*WORK REQUEST*. Only an exact repetition of the entries will do.

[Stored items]

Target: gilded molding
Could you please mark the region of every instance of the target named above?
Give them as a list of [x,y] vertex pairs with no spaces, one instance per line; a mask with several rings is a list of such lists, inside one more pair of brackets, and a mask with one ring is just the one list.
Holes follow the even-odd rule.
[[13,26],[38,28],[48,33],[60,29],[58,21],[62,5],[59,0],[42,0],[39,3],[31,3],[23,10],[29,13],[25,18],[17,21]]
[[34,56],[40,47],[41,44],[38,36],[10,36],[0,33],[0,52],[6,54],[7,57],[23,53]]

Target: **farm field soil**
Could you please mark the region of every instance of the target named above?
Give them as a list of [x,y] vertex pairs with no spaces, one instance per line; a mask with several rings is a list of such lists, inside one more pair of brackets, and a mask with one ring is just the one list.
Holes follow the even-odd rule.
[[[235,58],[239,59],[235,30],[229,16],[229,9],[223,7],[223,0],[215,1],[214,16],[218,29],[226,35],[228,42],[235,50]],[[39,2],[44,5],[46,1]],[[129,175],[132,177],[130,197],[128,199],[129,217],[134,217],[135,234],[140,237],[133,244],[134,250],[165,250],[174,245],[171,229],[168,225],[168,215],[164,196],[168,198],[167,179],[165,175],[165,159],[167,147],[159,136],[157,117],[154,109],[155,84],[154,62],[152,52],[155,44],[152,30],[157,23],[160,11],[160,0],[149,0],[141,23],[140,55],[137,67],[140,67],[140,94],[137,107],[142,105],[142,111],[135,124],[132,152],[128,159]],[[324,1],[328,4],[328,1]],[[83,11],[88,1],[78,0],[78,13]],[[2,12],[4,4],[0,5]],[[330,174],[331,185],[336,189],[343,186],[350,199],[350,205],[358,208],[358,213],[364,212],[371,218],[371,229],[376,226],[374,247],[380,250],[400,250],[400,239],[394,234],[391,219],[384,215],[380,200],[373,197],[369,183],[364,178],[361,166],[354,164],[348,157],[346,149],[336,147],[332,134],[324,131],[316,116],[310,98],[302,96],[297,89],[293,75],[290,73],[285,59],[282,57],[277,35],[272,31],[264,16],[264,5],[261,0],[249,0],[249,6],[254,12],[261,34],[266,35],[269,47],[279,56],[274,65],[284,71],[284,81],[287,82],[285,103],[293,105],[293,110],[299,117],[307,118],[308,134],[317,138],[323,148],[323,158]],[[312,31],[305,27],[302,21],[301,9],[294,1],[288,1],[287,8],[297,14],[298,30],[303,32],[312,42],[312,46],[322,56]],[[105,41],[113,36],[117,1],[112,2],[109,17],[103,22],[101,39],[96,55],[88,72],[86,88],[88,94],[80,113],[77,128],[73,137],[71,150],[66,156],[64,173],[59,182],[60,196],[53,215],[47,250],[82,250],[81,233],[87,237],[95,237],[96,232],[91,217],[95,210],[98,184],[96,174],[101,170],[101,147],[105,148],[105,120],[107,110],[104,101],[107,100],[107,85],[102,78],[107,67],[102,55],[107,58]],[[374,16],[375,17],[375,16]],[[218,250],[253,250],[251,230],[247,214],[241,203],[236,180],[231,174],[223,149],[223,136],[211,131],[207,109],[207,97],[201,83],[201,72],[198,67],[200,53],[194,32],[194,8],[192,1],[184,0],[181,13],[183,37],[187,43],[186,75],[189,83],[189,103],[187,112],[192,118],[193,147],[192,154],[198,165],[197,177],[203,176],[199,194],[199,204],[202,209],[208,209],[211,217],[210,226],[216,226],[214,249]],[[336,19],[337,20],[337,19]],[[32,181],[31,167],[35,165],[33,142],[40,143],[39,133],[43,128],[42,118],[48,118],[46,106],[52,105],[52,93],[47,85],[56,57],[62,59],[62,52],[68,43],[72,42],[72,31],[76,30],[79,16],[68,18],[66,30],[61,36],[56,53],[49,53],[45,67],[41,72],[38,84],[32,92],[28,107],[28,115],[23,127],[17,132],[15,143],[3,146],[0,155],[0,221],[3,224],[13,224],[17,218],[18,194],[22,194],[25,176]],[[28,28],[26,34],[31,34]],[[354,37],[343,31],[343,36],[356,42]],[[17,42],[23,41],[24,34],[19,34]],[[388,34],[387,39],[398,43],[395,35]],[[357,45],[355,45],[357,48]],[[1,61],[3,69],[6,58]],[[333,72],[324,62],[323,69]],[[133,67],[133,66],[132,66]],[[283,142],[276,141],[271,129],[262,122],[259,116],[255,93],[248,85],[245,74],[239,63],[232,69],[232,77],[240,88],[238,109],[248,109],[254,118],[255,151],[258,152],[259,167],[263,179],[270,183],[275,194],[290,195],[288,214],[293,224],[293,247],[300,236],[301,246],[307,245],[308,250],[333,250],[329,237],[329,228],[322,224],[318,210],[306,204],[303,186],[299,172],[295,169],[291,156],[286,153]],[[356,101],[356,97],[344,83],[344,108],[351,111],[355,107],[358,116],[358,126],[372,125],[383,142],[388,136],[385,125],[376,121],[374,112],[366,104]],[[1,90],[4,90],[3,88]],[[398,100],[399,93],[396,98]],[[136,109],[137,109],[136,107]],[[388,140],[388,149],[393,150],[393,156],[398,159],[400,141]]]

*ANSWER TO THIS PROBLEM*.
Target: gilded molding
Could you please mark the region of every instance of the target named above?
Give them as a list of [x,y] vertex pairs with no spaces, one instance per line; a mask with several rings is a list of such lists, inside one more pair of brackets, and a mask with one ring is just the one list.
Holes follow the even-odd rule.
[[13,26],[38,28],[48,33],[60,29],[58,21],[62,5],[59,0],[42,0],[39,3],[31,3],[23,10],[29,13],[25,18],[17,21]]
[[34,56],[40,47],[41,44],[38,36],[10,36],[0,33],[0,52],[6,54],[7,57],[23,53]]

Target: **farm field soil**
Could you please mark the region of every instance of the target named above?
Give them as a list of [x,y] vertex pairs with no spaces, one instance per line; a mask with several rings is a list of such lists, inside one more pair of brackets, and a mask with one ring is just the one list.
Holes follow the even-odd rule.
[[[235,58],[239,59],[235,30],[229,16],[229,9],[223,7],[223,0],[215,1],[214,16],[218,29],[226,35],[228,42],[235,50]],[[39,2],[44,5],[46,1]],[[129,175],[132,177],[130,197],[128,199],[129,217],[134,217],[135,234],[140,237],[133,244],[134,250],[165,250],[174,245],[171,229],[168,225],[168,215],[164,196],[168,198],[167,179],[165,175],[165,159],[167,147],[159,136],[157,117],[154,109],[155,84],[154,62],[152,52],[155,44],[152,30],[157,23],[160,11],[160,0],[149,0],[141,23],[140,55],[137,67],[140,67],[140,94],[137,107],[142,105],[142,111],[135,124],[132,152],[128,159]],[[324,1],[328,4],[328,1]],[[83,11],[88,1],[78,0],[78,13]],[[2,12],[4,4],[0,5]],[[330,174],[331,185],[336,189],[343,186],[350,199],[350,205],[358,208],[358,213],[364,212],[371,218],[371,229],[376,226],[374,247],[380,250],[400,250],[400,239],[394,234],[391,219],[384,215],[380,200],[373,197],[369,183],[364,178],[361,166],[354,164],[348,157],[346,149],[336,147],[332,134],[324,131],[316,116],[310,98],[302,96],[297,89],[293,75],[290,73],[285,59],[282,57],[277,35],[272,31],[264,16],[264,5],[261,0],[249,0],[249,6],[254,12],[261,34],[266,35],[269,47],[279,56],[274,65],[284,71],[284,81],[287,82],[285,103],[293,105],[293,110],[299,117],[307,118],[308,134],[317,138],[323,148],[323,158]],[[312,31],[305,27],[302,21],[301,9],[294,1],[288,1],[287,8],[297,14],[298,30],[303,32],[312,42],[312,46],[322,56]],[[105,41],[113,36],[117,1],[112,2],[109,17],[103,22],[101,39],[96,55],[88,72],[86,88],[88,94],[80,113],[77,128],[73,137],[71,150],[66,156],[64,173],[59,182],[60,196],[53,215],[47,250],[82,250],[81,233],[87,237],[95,237],[96,232],[91,217],[95,210],[98,184],[96,174],[101,170],[101,147],[105,148],[105,120],[107,110],[104,101],[107,100],[107,85],[102,78],[107,67],[102,55],[107,58]],[[374,16],[375,17],[375,16]],[[218,250],[253,250],[251,230],[247,214],[241,203],[236,180],[231,174],[223,149],[223,136],[211,131],[207,109],[207,97],[201,83],[201,72],[198,67],[200,53],[194,32],[194,8],[192,1],[184,0],[181,13],[183,37],[187,43],[186,75],[189,83],[189,103],[187,112],[192,118],[193,147],[192,154],[198,165],[197,177],[203,176],[199,194],[199,204],[202,209],[208,209],[211,217],[210,226],[216,226],[214,249]],[[336,19],[337,20],[337,19]],[[32,181],[31,167],[35,165],[33,142],[40,143],[39,133],[43,128],[42,118],[48,118],[46,106],[52,105],[52,93],[47,85],[56,57],[62,59],[62,52],[68,43],[72,42],[72,31],[76,30],[79,16],[68,18],[66,30],[61,36],[56,53],[49,53],[45,67],[41,72],[38,84],[32,92],[28,107],[28,115],[23,127],[17,132],[15,143],[3,146],[0,155],[0,221],[3,224],[13,224],[17,218],[18,194],[22,194],[25,176]],[[28,28],[26,34],[31,34]],[[354,37],[343,31],[343,36],[356,42]],[[17,42],[23,41],[24,34],[19,34]],[[388,34],[387,39],[398,43],[395,35]],[[357,45],[355,45],[357,48]],[[1,61],[3,69],[6,58]],[[333,72],[324,62],[323,69]],[[133,67],[133,66],[132,66]],[[283,142],[276,141],[271,129],[262,122],[259,116],[255,93],[248,85],[245,74],[239,63],[232,69],[232,77],[240,88],[238,109],[248,109],[254,118],[255,151],[258,152],[259,167],[263,179],[270,183],[275,194],[290,195],[288,214],[293,224],[293,247],[300,236],[301,246],[307,245],[308,250],[333,250],[329,237],[329,228],[322,224],[318,210],[306,204],[303,186],[299,172],[295,169],[291,156],[286,153]],[[356,101],[356,97],[344,83],[344,108],[351,111],[355,107],[358,116],[358,126],[372,125],[383,142],[388,136],[385,125],[376,121],[374,112],[366,104]],[[1,90],[4,90],[3,88]],[[398,100],[399,93],[396,98]],[[136,109],[137,109],[136,107]],[[388,140],[388,149],[393,150],[393,156],[398,159],[400,141]]]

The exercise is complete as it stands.